→ **Instrucción de trabajo 1**
Responde a partir del fragmento sobre la noche del abanico:
(a) ¿De qué material era el abanico?
(b) ¿Qué prenda llevaba ella?
(c) ¿De qué se tiñó la noche?
→ **Instrucción de trabajo 2**
Reescribe el fragmento sobre la noche del abanico desde "- la noche del" hasta "propósito, un significado.", ambos incluidos, cambiando "abanico" por "paraguas".
→ **Instrucción de trabajo 3**
Prosigue el fragmento sobre la noche del abanico a partir de su última oración.

→ **Fragmento proporcionado**
-- -- --
03 agosto 2006

- la noche del abanico -

Merodeando imantado con CC, la noche se tiñó de luz y turquesa. Pero si ninguna noche es una noche más, y si lo casual no tiene en realidad nada de azaroso, el precioso abanico de madera que compró en el trayecto tuvo que tener un propósito, un significado.

Algo había cambiado en ella desde la última vez. Me encontré observándola al tiempo que decía cualquier cosa, intentando ganar tiempo para pensar. Algo nuevo en su mirada, una luz, un brillo antes ausente. Algo nuevo en su figura, delgada, sensualmente deseable bajo la blusa cruzada. Algo, definitivamente, en su actitud, su cadencia, el ritmo de su voz, la elección de las palabras.

Se trataba de un acertijo, un rompecabezas. ¿Era la misma CC consciente de la solución, siquiera de la presencia del enigma que me planteaba?
-- -- --
→ **Filas mostradas**
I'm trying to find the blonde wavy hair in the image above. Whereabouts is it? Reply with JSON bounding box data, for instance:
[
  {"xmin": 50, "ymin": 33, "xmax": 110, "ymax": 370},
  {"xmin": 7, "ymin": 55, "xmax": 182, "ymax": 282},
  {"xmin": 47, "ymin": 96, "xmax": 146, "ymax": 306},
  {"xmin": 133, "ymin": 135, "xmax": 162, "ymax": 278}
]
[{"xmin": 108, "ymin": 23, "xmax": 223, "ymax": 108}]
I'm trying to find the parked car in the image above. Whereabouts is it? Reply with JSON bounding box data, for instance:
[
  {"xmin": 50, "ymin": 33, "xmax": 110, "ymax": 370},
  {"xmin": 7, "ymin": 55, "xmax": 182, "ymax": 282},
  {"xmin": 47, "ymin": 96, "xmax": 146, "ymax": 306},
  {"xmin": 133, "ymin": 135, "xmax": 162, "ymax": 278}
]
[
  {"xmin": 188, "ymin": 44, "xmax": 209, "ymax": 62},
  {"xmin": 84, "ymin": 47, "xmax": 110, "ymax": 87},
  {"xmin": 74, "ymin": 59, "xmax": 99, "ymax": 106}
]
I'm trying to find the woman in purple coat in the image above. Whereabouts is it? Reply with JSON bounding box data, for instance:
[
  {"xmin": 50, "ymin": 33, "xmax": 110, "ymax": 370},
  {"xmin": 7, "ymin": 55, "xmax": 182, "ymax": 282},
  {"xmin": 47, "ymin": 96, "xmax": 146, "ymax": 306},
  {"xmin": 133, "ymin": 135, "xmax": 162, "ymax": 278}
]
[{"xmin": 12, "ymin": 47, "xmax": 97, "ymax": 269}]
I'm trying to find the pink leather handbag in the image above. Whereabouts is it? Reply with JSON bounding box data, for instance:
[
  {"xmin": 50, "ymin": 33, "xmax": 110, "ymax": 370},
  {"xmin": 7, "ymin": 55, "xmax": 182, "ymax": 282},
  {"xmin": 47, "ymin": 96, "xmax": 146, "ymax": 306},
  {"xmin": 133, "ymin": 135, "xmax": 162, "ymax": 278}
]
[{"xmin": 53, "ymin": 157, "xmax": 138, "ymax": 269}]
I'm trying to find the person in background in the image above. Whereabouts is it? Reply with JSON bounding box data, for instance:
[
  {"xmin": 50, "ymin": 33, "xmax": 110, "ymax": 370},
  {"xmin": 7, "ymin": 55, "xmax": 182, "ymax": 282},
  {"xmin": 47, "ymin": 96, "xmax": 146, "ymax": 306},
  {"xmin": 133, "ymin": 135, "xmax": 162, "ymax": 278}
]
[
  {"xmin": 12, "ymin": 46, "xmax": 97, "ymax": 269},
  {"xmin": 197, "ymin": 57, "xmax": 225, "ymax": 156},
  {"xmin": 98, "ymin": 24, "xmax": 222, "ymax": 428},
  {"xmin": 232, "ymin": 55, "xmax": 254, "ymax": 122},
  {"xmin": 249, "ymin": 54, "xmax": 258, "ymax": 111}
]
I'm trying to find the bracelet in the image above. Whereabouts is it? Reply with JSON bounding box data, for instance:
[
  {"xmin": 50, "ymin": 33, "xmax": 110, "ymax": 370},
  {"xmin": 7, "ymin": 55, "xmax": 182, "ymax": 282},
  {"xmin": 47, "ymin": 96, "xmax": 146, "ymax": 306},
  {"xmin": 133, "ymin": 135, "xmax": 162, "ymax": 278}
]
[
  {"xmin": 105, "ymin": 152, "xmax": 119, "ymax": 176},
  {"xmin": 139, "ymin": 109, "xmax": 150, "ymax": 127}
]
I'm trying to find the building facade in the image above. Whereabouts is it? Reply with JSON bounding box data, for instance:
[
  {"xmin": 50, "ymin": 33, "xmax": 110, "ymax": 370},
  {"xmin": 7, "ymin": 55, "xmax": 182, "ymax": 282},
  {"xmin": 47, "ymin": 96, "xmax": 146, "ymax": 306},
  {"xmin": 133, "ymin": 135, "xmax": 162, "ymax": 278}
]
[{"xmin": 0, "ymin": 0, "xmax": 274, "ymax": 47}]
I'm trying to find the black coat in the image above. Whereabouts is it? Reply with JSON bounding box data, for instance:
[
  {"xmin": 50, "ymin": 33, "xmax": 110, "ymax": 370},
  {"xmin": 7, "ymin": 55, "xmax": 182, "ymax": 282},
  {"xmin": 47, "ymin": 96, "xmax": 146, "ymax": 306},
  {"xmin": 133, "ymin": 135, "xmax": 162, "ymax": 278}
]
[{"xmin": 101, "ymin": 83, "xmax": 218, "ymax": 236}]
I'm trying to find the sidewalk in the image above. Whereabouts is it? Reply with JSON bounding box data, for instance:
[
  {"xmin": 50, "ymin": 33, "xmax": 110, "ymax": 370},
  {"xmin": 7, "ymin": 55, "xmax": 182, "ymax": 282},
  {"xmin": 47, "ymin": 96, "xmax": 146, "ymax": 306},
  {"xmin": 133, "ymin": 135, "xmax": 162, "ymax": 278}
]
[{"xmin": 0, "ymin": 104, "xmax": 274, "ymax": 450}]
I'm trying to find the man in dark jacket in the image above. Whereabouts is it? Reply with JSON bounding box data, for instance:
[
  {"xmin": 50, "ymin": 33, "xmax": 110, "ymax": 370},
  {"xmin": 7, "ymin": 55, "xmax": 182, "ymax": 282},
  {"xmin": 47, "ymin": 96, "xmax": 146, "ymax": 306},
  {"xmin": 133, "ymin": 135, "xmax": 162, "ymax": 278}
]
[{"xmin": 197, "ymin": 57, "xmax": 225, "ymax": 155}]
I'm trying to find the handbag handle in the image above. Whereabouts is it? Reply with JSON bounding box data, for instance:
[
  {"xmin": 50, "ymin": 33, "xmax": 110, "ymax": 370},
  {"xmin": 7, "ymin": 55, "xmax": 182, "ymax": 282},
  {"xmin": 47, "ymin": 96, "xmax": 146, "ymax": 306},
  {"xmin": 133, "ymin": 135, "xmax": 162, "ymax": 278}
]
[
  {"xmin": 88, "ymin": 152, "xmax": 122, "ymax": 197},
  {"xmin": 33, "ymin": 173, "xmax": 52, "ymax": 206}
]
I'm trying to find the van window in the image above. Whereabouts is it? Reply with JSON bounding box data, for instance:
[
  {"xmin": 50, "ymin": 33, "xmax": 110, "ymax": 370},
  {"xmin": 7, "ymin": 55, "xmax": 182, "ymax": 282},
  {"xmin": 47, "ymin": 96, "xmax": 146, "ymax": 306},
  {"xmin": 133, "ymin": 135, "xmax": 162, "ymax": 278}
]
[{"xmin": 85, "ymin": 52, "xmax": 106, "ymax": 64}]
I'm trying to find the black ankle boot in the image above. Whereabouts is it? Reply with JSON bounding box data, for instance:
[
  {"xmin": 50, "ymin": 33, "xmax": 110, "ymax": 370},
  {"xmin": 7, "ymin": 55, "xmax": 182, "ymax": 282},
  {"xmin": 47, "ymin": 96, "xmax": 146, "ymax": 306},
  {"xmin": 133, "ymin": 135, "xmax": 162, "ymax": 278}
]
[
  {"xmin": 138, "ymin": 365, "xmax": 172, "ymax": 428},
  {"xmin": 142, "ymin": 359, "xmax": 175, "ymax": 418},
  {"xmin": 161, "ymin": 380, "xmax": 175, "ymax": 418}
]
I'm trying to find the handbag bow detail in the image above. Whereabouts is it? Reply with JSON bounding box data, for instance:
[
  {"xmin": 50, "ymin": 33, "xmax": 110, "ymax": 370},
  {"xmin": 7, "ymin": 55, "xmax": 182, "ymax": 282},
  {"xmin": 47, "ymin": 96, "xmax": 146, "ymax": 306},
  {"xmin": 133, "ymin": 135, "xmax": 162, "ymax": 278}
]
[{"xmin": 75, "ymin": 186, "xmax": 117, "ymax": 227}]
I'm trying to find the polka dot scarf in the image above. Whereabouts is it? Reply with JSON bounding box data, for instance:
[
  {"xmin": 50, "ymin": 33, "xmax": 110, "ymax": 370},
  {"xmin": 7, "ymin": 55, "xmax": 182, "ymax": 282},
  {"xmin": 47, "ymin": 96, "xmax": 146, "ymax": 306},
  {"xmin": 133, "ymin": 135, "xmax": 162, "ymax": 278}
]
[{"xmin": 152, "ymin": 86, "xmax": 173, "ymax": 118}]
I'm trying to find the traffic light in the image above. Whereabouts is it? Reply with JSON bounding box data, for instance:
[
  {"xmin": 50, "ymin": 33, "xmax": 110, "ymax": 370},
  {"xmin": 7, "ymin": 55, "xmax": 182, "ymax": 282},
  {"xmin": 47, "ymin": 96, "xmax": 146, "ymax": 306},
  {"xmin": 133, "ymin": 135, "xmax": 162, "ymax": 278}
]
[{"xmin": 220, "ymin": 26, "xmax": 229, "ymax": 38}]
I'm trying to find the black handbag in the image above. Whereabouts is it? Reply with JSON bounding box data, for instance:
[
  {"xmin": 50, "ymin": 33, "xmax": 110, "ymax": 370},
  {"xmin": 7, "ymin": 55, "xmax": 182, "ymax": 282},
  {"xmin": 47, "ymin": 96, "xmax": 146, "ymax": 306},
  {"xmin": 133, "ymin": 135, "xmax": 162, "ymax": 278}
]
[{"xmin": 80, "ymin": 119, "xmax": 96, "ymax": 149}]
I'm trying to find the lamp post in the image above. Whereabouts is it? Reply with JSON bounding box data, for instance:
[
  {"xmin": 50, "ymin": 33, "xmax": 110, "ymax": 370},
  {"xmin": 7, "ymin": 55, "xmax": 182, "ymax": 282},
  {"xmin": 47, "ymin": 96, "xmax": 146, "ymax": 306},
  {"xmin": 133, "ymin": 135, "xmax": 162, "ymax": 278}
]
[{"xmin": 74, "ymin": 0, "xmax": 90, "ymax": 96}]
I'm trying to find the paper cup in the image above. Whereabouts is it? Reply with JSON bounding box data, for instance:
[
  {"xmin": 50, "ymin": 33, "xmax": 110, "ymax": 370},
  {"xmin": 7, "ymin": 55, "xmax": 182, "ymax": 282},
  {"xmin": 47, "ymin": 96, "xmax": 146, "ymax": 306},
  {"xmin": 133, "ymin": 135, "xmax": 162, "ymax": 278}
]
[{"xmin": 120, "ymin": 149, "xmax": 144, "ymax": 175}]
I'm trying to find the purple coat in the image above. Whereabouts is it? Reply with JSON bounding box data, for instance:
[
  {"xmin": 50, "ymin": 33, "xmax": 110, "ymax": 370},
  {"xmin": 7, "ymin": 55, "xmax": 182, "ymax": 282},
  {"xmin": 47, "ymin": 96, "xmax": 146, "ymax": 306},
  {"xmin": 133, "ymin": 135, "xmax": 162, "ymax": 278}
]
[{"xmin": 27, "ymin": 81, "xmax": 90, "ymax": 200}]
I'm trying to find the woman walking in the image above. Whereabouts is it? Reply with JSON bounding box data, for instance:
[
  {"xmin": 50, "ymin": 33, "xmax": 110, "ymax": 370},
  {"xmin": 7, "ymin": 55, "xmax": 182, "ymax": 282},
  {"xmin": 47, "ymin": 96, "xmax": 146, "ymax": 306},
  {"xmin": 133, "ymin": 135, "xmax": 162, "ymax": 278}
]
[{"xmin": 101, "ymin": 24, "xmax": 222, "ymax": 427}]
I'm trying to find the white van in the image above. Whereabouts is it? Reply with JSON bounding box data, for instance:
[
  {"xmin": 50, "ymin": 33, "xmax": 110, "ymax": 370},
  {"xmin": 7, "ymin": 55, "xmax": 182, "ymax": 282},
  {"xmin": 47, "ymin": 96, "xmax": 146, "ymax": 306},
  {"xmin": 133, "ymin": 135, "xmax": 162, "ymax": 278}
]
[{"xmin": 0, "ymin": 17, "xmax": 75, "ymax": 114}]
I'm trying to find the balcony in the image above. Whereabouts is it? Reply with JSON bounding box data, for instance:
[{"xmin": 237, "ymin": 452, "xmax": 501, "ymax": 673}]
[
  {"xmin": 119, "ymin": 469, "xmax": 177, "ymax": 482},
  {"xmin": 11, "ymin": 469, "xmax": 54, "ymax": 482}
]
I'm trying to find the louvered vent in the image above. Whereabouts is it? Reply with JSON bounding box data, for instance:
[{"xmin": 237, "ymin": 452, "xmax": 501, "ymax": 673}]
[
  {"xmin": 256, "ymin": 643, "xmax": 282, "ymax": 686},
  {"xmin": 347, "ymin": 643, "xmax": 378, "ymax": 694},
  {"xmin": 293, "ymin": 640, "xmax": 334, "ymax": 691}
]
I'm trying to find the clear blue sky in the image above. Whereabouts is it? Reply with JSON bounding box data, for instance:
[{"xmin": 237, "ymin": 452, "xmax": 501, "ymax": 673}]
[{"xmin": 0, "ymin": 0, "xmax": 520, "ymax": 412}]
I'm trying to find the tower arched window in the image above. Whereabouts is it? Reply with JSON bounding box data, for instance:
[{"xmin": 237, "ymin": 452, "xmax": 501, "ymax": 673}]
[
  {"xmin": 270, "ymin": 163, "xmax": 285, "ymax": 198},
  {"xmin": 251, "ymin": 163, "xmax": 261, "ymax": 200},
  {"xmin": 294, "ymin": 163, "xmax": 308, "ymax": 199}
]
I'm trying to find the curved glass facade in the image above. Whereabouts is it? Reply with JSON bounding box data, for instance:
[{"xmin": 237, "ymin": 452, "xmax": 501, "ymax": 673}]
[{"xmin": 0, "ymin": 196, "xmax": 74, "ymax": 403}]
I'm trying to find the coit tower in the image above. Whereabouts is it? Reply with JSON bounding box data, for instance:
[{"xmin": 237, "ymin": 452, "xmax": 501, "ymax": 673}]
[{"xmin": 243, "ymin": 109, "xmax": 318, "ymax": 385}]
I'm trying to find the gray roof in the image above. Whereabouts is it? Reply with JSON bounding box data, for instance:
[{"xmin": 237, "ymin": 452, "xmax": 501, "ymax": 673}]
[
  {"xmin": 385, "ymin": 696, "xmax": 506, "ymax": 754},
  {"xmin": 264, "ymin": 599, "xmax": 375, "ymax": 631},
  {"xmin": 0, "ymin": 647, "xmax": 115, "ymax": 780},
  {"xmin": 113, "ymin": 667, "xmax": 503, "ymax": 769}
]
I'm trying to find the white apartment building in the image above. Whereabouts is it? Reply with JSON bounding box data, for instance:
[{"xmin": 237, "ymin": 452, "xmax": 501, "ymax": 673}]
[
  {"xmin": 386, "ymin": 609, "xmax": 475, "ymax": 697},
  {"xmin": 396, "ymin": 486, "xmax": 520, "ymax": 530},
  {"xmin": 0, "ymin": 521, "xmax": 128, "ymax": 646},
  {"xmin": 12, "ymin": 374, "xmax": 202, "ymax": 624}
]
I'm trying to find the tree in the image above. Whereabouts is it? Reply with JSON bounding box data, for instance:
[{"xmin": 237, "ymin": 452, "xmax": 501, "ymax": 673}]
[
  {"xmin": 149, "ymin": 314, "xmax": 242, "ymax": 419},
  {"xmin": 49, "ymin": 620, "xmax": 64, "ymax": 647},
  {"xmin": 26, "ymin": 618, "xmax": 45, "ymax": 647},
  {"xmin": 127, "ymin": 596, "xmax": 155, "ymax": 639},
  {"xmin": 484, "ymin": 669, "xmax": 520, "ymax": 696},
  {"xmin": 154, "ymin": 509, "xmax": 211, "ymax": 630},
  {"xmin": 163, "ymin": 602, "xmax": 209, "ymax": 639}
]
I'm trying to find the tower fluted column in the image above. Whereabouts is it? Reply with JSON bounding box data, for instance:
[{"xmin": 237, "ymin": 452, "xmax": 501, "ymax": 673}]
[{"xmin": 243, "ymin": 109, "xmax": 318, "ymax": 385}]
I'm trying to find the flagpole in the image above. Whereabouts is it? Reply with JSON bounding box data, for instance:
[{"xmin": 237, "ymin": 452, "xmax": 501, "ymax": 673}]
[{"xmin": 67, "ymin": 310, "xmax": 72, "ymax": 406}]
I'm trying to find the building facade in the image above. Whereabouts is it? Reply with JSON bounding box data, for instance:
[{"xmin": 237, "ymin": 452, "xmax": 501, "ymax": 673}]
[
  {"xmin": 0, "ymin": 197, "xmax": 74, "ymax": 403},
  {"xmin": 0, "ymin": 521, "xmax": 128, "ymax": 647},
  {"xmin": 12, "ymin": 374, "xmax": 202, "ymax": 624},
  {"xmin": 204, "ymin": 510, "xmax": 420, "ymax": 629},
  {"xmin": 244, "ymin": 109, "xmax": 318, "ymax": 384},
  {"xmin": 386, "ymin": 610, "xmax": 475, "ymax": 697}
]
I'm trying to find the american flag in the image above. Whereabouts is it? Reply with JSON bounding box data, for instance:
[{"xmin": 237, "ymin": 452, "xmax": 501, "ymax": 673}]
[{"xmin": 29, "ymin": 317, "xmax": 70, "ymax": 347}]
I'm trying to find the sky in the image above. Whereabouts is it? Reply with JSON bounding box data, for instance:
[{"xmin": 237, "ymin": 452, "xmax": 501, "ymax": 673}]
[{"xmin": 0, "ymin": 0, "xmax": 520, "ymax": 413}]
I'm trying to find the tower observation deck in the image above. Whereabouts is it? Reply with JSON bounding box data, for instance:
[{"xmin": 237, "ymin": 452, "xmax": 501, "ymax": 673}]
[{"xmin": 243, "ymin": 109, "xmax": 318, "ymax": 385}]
-- -- --
→ **Respuesta esperada 1**
(a) De madera.
(b) Una blusa cruzada.
(c) De luz y turquesa.

→ **Respuesta esperada 2**
- la noche del paraguas -

Merodeando imantado con CC, la noche se tiñó de luz y turquesa. Pero si ninguna noche es una noche más, y si lo casual no tiene en realidad nada de azaroso, el precioso paraguas de madera que compró en el trayecto tuvo que tener un propósito, un significado.

→ **Respuesta esperada 3**
Me rompí el cráneo buscando las pistas, analizándola, sintetizándola, indagándola. La madrugada se cernía sin que lograse descifrarla.

Al fin, bendito subconsciente traidor, di con la clave. Había estado observando las manifestaciones usuales del lenguaje no verbal: el parpadeo, el nerviosismo, el pulso palpitando en el cuello, el temblor en la voz. Pero CC es hábil, y supo ocultar o desviar estas muestras, porque era consciente de ellas. Gobernaba la situación, mostraba exactamente cuanto quería mostrar.

Y no obstante, llevaba toda la noche enviándome señales inconscientes, ocultas aunque cien veces más llamativas... con su abanico de madera. Caí en la cuenta de que el lenguaje de los abanicos bien podría ser la formalización de quinientos años de coqueteos judeocristianos, tan subconsciente, tan grabado en nuestros genes que quien no lo conociera podría verse traicionado.

Casi amaneciendo, me dispuse a investigar la hipótesis. Cambié bruscamente el tono, bajé la voz, me acerqué a su oído y murmuré: "¿A qué distancia podría hablarte sin que te sintieras incómoda?". No se mostró nerviosa, por supuesto... pero cambió el abanico a la mano derecha.

Agitado por mi descubrimiento, me despedí de ella tras observar con secreta satisfacción cómo abría despacio el abanico y se abanicaba deprisa.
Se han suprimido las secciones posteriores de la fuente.